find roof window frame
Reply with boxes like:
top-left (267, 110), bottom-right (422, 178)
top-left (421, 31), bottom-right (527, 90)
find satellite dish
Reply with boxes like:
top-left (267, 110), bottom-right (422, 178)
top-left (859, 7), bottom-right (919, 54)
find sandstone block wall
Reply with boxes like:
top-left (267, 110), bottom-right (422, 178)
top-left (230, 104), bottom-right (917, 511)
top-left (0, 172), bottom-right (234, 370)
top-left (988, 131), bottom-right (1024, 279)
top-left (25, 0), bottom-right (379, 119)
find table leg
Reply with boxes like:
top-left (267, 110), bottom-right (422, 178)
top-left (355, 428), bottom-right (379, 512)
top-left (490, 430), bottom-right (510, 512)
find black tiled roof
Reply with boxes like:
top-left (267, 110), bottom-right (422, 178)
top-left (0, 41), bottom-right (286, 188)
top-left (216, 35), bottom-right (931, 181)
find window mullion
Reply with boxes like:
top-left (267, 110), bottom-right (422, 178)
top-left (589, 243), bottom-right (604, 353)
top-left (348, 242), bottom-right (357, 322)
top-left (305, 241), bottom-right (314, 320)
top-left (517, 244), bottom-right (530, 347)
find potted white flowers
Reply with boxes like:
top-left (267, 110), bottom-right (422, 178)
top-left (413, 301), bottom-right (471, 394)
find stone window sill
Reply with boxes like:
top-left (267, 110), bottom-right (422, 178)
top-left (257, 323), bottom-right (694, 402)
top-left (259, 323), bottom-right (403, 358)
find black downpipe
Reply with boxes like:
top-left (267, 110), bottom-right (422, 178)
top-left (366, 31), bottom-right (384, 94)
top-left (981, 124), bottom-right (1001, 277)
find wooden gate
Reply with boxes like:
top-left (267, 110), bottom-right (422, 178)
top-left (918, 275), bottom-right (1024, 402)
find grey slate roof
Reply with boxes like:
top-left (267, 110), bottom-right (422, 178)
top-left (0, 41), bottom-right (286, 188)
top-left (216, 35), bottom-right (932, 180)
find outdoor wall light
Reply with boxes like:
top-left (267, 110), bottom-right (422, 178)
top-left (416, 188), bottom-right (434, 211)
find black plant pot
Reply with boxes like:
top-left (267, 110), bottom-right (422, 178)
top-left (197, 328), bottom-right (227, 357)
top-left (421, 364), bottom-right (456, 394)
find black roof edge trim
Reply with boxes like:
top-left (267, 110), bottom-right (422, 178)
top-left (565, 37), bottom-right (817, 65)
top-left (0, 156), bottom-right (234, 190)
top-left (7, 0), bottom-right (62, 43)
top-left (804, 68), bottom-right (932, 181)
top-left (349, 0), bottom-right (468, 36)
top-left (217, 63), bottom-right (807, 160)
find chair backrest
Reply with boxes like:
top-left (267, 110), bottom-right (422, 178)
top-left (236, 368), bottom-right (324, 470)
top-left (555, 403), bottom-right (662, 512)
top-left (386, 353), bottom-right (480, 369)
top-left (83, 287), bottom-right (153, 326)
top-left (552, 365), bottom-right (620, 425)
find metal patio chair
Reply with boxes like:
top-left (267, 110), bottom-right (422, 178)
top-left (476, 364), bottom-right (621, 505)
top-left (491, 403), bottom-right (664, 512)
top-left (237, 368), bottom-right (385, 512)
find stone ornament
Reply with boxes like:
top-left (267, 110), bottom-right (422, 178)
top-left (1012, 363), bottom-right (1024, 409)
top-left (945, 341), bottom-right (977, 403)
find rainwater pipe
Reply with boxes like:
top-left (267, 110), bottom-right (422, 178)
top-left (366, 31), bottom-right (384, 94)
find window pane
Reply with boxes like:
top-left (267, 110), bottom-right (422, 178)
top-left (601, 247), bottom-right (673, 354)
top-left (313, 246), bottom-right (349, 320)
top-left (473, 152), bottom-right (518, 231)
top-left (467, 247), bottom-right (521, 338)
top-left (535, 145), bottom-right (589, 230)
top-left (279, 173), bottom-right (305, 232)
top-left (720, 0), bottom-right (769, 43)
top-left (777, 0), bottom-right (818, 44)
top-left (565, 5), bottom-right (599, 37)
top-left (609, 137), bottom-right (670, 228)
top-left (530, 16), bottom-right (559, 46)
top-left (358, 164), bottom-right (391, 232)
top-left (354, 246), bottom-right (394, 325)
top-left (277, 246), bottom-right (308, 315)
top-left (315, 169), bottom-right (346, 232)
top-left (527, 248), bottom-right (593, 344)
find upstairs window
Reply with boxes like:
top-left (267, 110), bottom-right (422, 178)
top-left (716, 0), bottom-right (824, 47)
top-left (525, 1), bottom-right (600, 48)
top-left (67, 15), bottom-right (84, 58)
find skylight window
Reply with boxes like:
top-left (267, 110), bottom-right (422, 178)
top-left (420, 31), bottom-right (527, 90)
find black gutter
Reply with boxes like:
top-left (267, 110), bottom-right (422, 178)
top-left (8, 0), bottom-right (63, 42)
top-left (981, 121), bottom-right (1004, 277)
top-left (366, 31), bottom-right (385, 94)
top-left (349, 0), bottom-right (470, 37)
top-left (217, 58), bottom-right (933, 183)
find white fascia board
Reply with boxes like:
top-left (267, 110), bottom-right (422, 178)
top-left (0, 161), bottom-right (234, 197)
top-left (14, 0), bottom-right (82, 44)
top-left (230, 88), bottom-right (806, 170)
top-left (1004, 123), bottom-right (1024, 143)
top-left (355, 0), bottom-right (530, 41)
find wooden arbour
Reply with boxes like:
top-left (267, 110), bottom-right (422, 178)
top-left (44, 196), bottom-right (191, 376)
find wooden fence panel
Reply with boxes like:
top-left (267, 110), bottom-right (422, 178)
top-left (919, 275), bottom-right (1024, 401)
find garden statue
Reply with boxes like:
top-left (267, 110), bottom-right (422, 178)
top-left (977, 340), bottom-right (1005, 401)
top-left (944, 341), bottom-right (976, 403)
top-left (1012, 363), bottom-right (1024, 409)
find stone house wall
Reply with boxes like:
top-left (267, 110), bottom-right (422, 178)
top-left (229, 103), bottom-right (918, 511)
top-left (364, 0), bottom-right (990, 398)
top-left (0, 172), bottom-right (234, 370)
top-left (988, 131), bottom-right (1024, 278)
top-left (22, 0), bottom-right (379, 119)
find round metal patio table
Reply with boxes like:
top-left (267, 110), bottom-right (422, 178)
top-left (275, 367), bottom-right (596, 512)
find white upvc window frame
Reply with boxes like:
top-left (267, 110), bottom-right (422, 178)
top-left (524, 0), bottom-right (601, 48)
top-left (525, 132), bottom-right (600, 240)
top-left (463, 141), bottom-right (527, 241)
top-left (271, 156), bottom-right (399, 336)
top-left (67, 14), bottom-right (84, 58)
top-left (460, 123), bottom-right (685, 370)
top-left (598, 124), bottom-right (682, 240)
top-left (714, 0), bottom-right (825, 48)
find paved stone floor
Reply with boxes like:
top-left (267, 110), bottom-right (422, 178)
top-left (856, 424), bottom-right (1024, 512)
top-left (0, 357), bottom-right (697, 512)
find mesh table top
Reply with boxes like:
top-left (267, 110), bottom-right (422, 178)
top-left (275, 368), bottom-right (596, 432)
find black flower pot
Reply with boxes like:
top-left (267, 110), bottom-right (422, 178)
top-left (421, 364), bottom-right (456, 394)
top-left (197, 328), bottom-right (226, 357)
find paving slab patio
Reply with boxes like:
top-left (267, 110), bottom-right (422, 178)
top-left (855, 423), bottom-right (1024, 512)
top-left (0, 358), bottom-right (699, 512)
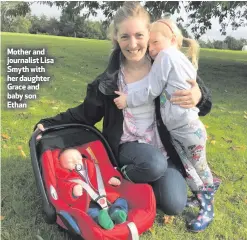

********

WORK TASK =
Starting at the first line of the records, print each line exactly, stopping after the line that contains "find table leg".

PROBLEM SOLUTION =
find roof window frame
Reply with boxes like:
top-left (267, 110), bottom-right (422, 178)
top-left (421, 31), bottom-right (527, 90)
find satellite dish
Reply with boxes like:
top-left (267, 110), bottom-right (422, 178)
top-left (859, 7), bottom-right (919, 54)
find sandstone block wall
Reply with boxes like:
top-left (267, 110), bottom-right (422, 178)
top-left (230, 104), bottom-right (917, 511)
top-left (0, 172), bottom-right (234, 370)
top-left (988, 131), bottom-right (1024, 279)
top-left (25, 0), bottom-right (379, 119)
find table leg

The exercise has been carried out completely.